SELECTED TEXT ▸
Content starts

Stimulation of specific brain cells could one day be prescribed to individuals who have autism - to help reduce the difficulty they experience with social interactions.

Research carried out on the brains of mice has not only confirmed a potential area of brain tissue that could be critical for many of the characteristic behaviours in autism, but even hints at a method that could one day correct the impairments it causes in humans.

Scientists from the O'Donnell Brain Institute in Texas have demonstrated in transgenic mice that an area in the cerebellum long associated with autism spectrum disorder (ASD) can be manipulated to both produce autism-like characteristics and reverse them.

While it's important to keep in mind the differences between animal models and humans, the researchers used the same mapping processes on people who didn't have ASD to show we share the same neurology.

Autism and associated disorders are characterised by traits that include difficulties in communicating and socialising, as well as experiencing sensitivities to various stimuli and exhibiting repeated movements such as hand flapping or pacing.

The variety of characteristics and degrees of severity make it hard to pinpoint exact causes of the condition, though enormous headway has been made in recent years in identifying the diverse connections in the brain that could be responsible for many of these traits.

One area which is thought to be responsible is the small walnut-shaped blob at the back of the brain known as the cerebellum, generally known for its role in coordinating precise, practised movements, such as walking or playing an instrument.

In post-mortems of people with ASD, an abnormality in the right hemisphere of a zone called crus cerebellum I (RCrusI) has been consistently linked with those diagnosed with the disorder.

This might make some sense when it comes to repetitive movements, but the researchers had shown in a 2012 study based on mice models that the abnormalities could also impede social interactions.

Following up on the research, scientists in this latest study stimulated the neurons in RCrusI to effectively switch autism-like behaviours on and off, confirming the tissue's connection with the disorder.

"This is potentially quite a powerful finding," says senior researcher Peter Tsai from UT Southwestern Medical Center's Peter O'Donnell Jr. Brain Institute.

"From a therapeutic standpoint, this part of the cerebellum is an enticing target."

Neuromodulation describes technologies that directly alter the firing of nerves, which can often involve interfering with pain reception in the brain or 'deep brain stimulation' of tissues related to conditions such as Parkinson's disease.

In this case the researchers applied it to the cerebellum and used functional magnetic resonance imaging (fMRI) to map the resulting functional connectivity – the traffic map of brain activity – with the rest of the brain.

Content ends

COMPLETE THE FOLLOWING ▸
1. Answer these questions using the article about autism and the cerebellum:
(a) At which institute, and in which state, are the scientists who worked with the transgenic mice based?
(b) In which hemisphere of which cerebellar zone has an abnormality been consistently linked with ASD in post-mortems?
(c) What imaging method did the researchers use to map functional connectivity with the rest of the brain?
2. According to the article about autism and the cerebellum, which traits characterize autism and associated disorders? List every one.
3. Carry on the article about autism and the cerebellum from its final sentence.

Referring expression pointing data
Content starts

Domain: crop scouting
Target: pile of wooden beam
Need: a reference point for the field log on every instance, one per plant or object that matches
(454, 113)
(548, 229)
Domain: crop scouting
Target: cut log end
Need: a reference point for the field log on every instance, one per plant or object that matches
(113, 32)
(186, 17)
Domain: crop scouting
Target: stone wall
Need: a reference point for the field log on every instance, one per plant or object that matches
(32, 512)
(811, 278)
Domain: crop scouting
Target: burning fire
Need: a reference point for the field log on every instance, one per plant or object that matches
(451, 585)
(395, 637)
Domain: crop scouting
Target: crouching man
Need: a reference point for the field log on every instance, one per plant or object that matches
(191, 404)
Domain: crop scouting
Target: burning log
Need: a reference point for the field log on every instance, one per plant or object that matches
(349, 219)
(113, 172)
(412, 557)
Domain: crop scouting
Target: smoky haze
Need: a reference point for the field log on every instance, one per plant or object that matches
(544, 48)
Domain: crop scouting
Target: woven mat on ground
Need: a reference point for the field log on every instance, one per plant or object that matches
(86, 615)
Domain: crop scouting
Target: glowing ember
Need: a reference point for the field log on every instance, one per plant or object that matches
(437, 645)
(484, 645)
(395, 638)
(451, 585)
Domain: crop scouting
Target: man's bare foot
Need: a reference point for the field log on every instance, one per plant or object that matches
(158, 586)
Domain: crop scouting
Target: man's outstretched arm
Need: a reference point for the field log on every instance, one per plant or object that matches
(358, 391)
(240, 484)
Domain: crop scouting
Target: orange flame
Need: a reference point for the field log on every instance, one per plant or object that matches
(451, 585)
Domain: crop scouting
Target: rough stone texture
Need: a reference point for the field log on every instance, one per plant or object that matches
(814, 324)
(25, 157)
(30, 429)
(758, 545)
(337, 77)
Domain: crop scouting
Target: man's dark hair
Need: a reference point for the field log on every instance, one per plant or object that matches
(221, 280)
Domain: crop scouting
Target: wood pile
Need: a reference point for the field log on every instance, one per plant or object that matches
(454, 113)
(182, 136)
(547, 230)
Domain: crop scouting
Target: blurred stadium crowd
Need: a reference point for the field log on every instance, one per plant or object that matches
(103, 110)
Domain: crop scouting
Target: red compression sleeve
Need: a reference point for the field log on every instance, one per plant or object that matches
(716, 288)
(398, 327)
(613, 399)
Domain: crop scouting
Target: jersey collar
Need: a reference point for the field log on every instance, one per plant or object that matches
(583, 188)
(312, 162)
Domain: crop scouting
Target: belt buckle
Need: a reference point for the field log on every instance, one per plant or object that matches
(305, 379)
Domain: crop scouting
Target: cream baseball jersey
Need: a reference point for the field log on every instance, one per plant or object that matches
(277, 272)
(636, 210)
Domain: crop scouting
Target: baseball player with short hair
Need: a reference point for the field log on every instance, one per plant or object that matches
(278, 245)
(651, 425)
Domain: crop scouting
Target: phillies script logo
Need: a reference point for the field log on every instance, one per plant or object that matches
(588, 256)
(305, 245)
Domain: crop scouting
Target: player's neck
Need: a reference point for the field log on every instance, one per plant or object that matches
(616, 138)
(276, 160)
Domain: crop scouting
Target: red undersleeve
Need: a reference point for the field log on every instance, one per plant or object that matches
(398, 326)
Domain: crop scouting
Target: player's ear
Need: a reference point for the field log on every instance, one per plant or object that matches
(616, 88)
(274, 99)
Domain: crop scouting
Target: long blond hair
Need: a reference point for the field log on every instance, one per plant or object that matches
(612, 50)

Content ends

RESPONSES BY TASK ▸
1.
(a) The O'Donnell Brain Institute in Texas.
(b) The right hemisphere of crus cerebellum I (RCrusI).
(c) Functional magnetic resonance imaging (fMRI).

2.
- Difficulties in communicating
- Difficulties in socialising
- Sensitivities to various stimuli
- Repeated movements such as hand flapping or pacing

3.
Applied to both mice and humans, the study demonstrated we have good reason to think the areas in both reflect each other fairly closely.

The team then used fMRI scans to show the same functional connections are disrupted in children diagnosed with ASD and mice engineered with the rodent equivalent of the disorder.

What's more, when RCrusI functions were disrupted in non-engineered mice, they began to display unusual social behaviours and repetitive actions reminiscent of traits associated with ASD.

Flipping this on its head, the researchers then used specially designed stimulants to artificially increase the rate of firing in the engineered mice's affected cerebellum nerves.

Amazingly, while the repetitive behaviours remained unchanged, the usual signs of social impairments were reduced. Or to use the researcher's jargon, their social behaviours were "rescued".

"Our findings have prompted new thoughts on how the cerebellum may be involved in autism and most importantly suggest that the cerebellum could be a therapeutic target for treatment," says Tsai.

Don't expect some wonder drug to come out any time soon. The stimulants – called designer receptors exclusively activated by designer drugs', or DREADDs – were designed to fit unique chemical locks genetically engineered into the mice's brains.

But using other stimulants to manipulate the firing of the cerebellum's cells could one day be an option for treatment.

It's not a promise of a cure-all. ASD is far more complicated than we ever considered, arising from a mix of faulty genes and environmental factors to affect various neurological circuits that give rise to a whole bunch of characteristics associated with communicating and sensing.

But the social impairments arising from ASD can be among the most stressful, so any research that helps us better understand these aspects and even find a way to treat them is to be celebrated. 

This research was published in Nature Neuroscience.